Goal: Rewrite every row below, swapping "single pin" for "single marker" and leaving everything else as it is.

— begin Record extracts —

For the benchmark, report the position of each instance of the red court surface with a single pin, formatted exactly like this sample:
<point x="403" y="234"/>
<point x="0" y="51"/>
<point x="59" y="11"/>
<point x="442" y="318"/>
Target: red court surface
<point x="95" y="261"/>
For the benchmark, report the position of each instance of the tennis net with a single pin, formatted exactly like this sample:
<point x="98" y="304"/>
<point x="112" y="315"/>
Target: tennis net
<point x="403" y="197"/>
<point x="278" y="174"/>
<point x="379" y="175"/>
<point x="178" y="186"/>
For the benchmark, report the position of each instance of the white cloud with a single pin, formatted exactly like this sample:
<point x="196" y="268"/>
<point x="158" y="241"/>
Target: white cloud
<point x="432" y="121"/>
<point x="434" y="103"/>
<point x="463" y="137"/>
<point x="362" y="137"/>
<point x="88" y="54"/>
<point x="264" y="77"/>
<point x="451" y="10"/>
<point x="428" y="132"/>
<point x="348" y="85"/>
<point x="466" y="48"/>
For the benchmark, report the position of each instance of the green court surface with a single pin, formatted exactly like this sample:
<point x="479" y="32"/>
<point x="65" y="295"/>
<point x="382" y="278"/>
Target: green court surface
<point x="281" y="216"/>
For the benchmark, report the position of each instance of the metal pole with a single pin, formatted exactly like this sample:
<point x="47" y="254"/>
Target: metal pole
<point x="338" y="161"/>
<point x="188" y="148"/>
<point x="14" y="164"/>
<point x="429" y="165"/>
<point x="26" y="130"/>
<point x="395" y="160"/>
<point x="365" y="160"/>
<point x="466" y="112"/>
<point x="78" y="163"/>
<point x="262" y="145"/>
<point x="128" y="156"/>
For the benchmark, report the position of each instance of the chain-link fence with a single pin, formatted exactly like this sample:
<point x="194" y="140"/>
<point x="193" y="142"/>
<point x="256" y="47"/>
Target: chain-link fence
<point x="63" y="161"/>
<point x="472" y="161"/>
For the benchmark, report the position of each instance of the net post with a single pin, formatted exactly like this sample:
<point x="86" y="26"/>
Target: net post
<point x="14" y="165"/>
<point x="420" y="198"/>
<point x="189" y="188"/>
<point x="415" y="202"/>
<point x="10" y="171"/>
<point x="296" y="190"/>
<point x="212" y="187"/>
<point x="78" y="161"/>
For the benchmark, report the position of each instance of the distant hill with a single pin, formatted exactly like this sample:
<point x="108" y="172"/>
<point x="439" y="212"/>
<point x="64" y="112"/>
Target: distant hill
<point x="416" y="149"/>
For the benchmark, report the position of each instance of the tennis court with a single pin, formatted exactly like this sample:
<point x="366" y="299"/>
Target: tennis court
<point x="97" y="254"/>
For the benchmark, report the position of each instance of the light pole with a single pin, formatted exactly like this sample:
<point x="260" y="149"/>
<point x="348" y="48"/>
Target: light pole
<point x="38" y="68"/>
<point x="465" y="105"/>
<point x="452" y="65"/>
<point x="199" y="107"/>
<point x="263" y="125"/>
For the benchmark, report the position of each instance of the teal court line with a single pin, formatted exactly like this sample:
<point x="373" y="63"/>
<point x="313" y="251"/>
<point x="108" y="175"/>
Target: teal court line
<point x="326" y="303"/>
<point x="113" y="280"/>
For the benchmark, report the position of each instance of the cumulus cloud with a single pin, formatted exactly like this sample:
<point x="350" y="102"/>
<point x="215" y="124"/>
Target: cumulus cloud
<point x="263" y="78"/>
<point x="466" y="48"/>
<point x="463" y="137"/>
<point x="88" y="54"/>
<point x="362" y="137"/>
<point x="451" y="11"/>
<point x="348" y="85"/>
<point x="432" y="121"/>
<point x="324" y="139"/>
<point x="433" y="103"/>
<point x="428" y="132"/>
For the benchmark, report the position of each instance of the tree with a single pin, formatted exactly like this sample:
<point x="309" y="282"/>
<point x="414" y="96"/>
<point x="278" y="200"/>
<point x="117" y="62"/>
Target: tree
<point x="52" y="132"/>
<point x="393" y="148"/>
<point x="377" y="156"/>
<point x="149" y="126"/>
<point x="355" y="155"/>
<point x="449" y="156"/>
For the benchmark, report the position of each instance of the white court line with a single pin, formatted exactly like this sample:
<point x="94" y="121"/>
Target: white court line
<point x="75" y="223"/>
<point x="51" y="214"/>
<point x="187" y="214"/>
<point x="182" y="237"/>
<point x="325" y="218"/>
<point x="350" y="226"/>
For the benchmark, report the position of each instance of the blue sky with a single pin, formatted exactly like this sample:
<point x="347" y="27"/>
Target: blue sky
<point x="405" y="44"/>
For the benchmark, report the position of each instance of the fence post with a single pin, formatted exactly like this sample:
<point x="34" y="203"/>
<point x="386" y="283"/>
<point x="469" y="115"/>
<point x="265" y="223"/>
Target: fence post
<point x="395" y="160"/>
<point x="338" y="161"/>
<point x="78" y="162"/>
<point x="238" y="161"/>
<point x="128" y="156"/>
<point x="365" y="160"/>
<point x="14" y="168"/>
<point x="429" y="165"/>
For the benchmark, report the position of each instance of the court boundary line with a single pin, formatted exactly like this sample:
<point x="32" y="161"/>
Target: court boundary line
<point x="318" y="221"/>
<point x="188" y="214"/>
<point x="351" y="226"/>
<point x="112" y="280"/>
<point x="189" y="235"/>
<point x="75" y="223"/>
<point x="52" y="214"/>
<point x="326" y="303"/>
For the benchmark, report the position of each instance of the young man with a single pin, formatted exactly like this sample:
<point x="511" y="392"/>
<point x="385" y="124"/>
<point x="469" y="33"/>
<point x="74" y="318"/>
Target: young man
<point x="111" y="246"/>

— end Record extracts —

The solution:
For the benchmark, report the position of each instance of the red court surface with a single marker, formatted exactly like this sample:
<point x="403" y="234"/>
<point x="0" y="51"/>
<point x="59" y="11"/>
<point x="442" y="318"/>
Target: red court surface
<point x="95" y="261"/>
For the benchmark, report the position of each instance of the tennis net with a single marker, formatted exactly like this sample:
<point x="98" y="304"/>
<point x="112" y="315"/>
Target: tennis net
<point x="403" y="197"/>
<point x="278" y="174"/>
<point x="379" y="175"/>
<point x="178" y="186"/>
For the benchmark, report the position of each instance of the white cloud with a single marker, formatted exactly like this sample:
<point x="196" y="268"/>
<point x="158" y="241"/>
Target: white cloud
<point x="432" y="121"/>
<point x="434" y="103"/>
<point x="463" y="137"/>
<point x="362" y="137"/>
<point x="88" y="54"/>
<point x="264" y="77"/>
<point x="451" y="10"/>
<point x="428" y="132"/>
<point x="348" y="85"/>
<point x="466" y="48"/>
For the benchmark, report the position of each instance of the green court surface with a single marker, formatted exactly like this sample:
<point x="479" y="32"/>
<point x="65" y="295"/>
<point x="382" y="278"/>
Target: green court surface
<point x="281" y="216"/>
For the benchmark, report the position of each instance of the metal pole with a single marker, formatted exactly like this sample:
<point x="47" y="254"/>
Target: metal pole
<point x="338" y="161"/>
<point x="188" y="148"/>
<point x="14" y="164"/>
<point x="429" y="165"/>
<point x="26" y="130"/>
<point x="395" y="160"/>
<point x="365" y="160"/>
<point x="466" y="112"/>
<point x="78" y="163"/>
<point x="262" y="145"/>
<point x="128" y="156"/>
For the benchmark, report the position of each instance of the chain-link fence with a single marker, formatted exactly like this sample:
<point x="194" y="140"/>
<point x="193" y="142"/>
<point x="256" y="47"/>
Target: chain-link fence
<point x="63" y="161"/>
<point x="472" y="161"/>
For the benchmark, report the position of each instance of the net post with a single marker, formatted exactly like this sample:
<point x="86" y="26"/>
Target: net post
<point x="14" y="165"/>
<point x="420" y="198"/>
<point x="189" y="188"/>
<point x="415" y="202"/>
<point x="10" y="171"/>
<point x="296" y="190"/>
<point x="212" y="187"/>
<point x="78" y="161"/>
For the benchmark, report the position of each instance of the distant hill with a single marker, formatted exactly like this sample:
<point x="108" y="172"/>
<point x="439" y="212"/>
<point x="64" y="112"/>
Target: distant hill
<point x="416" y="149"/>
For the benchmark, report the position of each instance of the tennis court with a single marker, formatted exactly like this sample:
<point x="366" y="299"/>
Target: tennis court
<point x="97" y="254"/>
For the benchmark, report the position of each instance of the light pole with a single marker, formatted exactly like this sample:
<point x="260" y="149"/>
<point x="348" y="48"/>
Target: light pole
<point x="38" y="68"/>
<point x="465" y="105"/>
<point x="452" y="65"/>
<point x="199" y="107"/>
<point x="263" y="125"/>
For the benchmark, report the position of each instance of the teal court line with a single marker, formatted exactly like this sample:
<point x="373" y="63"/>
<point x="313" y="251"/>
<point x="108" y="175"/>
Target: teal court line
<point x="326" y="303"/>
<point x="113" y="280"/>
For the benchmark, report the position of each instance of the cumulus cloud with a single marker, formatted exactly like this sample:
<point x="350" y="102"/>
<point x="215" y="124"/>
Target: cumulus cloud
<point x="263" y="78"/>
<point x="466" y="48"/>
<point x="463" y="137"/>
<point x="88" y="54"/>
<point x="362" y="137"/>
<point x="451" y="11"/>
<point x="348" y="85"/>
<point x="432" y="121"/>
<point x="324" y="139"/>
<point x="433" y="103"/>
<point x="428" y="132"/>
For the benchmark, report the position of each instance of the tree with a single marker, formatted exactly like this sample:
<point x="309" y="282"/>
<point x="414" y="96"/>
<point x="278" y="200"/>
<point x="117" y="62"/>
Target: tree
<point x="52" y="132"/>
<point x="393" y="148"/>
<point x="377" y="156"/>
<point x="149" y="126"/>
<point x="355" y="155"/>
<point x="449" y="156"/>
For the benchmark, report the position of each instance of the white court line with a single marker, formatted exactly like this sample:
<point x="94" y="121"/>
Target: white court line
<point x="75" y="223"/>
<point x="51" y="214"/>
<point x="187" y="214"/>
<point x="182" y="237"/>
<point x="325" y="218"/>
<point x="350" y="226"/>
For the benchmark, report the position of each instance of the blue sky with a single marker, formatted exactly like this sample:
<point x="347" y="27"/>
Target: blue sky
<point x="405" y="44"/>
For the benchmark, report the position of each instance of the fence post with a single marker, formatted exactly like this sample:
<point x="34" y="203"/>
<point x="386" y="283"/>
<point x="469" y="115"/>
<point x="265" y="223"/>
Target: fence post
<point x="395" y="160"/>
<point x="338" y="161"/>
<point x="78" y="162"/>
<point x="238" y="161"/>
<point x="128" y="156"/>
<point x="365" y="160"/>
<point x="14" y="168"/>
<point x="429" y="165"/>
For the benchmark, report the position of each instance of the court boundary line with a single marker, formatted exactly like this sample:
<point x="32" y="161"/>
Target: court boundary line
<point x="318" y="221"/>
<point x="188" y="214"/>
<point x="351" y="226"/>
<point x="112" y="280"/>
<point x="189" y="235"/>
<point x="75" y="223"/>
<point x="52" y="214"/>
<point x="326" y="303"/>
For the benchmark, report the position of each instance of the young man with a single marker, formatted exactly like this sample:
<point x="511" y="392"/>
<point x="385" y="124"/>
<point x="469" y="33"/>
<point x="74" y="318"/>
Target: young man
<point x="111" y="246"/>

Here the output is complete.